**Your assignment:** Without the images, output every record exactly as it appears.
*** Opening of Material provided ***
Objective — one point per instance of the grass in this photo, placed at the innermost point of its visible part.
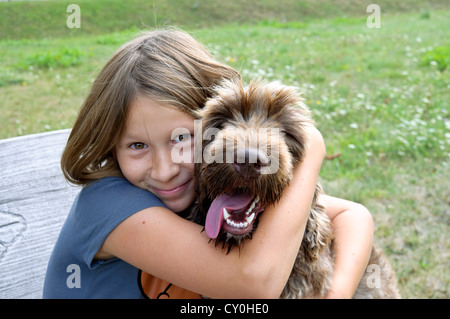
(380, 98)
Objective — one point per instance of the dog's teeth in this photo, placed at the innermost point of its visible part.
(225, 213)
(250, 218)
(251, 207)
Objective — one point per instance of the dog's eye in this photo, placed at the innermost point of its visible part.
(138, 146)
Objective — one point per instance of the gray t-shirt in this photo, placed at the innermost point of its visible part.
(100, 207)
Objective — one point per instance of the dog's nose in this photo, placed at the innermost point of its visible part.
(248, 162)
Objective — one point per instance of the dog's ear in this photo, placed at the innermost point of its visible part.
(285, 107)
(226, 104)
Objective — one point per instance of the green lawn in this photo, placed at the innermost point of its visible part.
(380, 99)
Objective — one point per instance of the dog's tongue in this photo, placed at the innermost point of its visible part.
(214, 217)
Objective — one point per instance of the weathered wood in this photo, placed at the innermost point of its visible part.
(34, 202)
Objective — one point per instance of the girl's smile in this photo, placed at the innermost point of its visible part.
(145, 147)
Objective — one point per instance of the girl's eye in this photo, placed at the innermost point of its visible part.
(138, 146)
(182, 138)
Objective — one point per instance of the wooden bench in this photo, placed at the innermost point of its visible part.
(34, 202)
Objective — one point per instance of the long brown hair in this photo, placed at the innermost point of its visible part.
(168, 65)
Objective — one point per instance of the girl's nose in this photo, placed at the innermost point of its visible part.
(163, 168)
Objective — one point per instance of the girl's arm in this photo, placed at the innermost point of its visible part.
(353, 229)
(171, 248)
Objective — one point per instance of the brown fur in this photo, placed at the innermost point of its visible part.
*** Close of Material provided ***
**Problem solution:**
Objective — one point per instance of the grass in this photo, placed at the innermost point of its visible part.
(380, 98)
Objective — one point per instance of the dog's teeth in this photo, placed at the innermost point of its visible part.
(225, 213)
(250, 218)
(251, 207)
Objective — one point per instance of the dog's eye in this photo, placed at the innermost point of its visible part.
(138, 146)
Objective — one point per instance of the gray t-shirt in this photo, placed at the innermost point of its visible part.
(100, 207)
Objective — one point per instance of the dog's nose in this photo, placed at the innermost point of its visible part.
(248, 162)
Objective — one point per instance of the dog's ear in this photo, placed at the innermost point of its visible part.
(285, 107)
(226, 104)
Objective — one point per instance of the green lawn in this photo, placed at the innermost point of its visible part.
(380, 99)
Objective — one point per instance of the dog's tongue in this photo, placed at the innermost point of its visible part.
(214, 217)
Objective — one point per instance of the weathered wood in this photo, placed at the innermost point of its visible part.
(34, 202)
Objective — one point per instance of the girl's smile in this photo, placed at the innermost point of its visible part.
(145, 147)
Objective — one point per instance of the girl's eye in this photo, placed at the innermost point of its visible part.
(138, 146)
(182, 138)
Objective — one point per instance of the wooden bench in this photo, placed at the innermost point of its visible part.
(34, 202)
Objective — one point per instance of the long brown hair in this photo, placed at the innermost point of its visible part.
(168, 65)
Objective — one point per instance of the girl's nose in this photo, placed at the innermost point of its visible part.
(163, 168)
Objective — one point per instance of the girl's arm in this photo, placed at the innermost point of its visible part.
(353, 229)
(171, 248)
Objective — one point per instance of the brown fur in this photo, placed at the innermost point of its visible part.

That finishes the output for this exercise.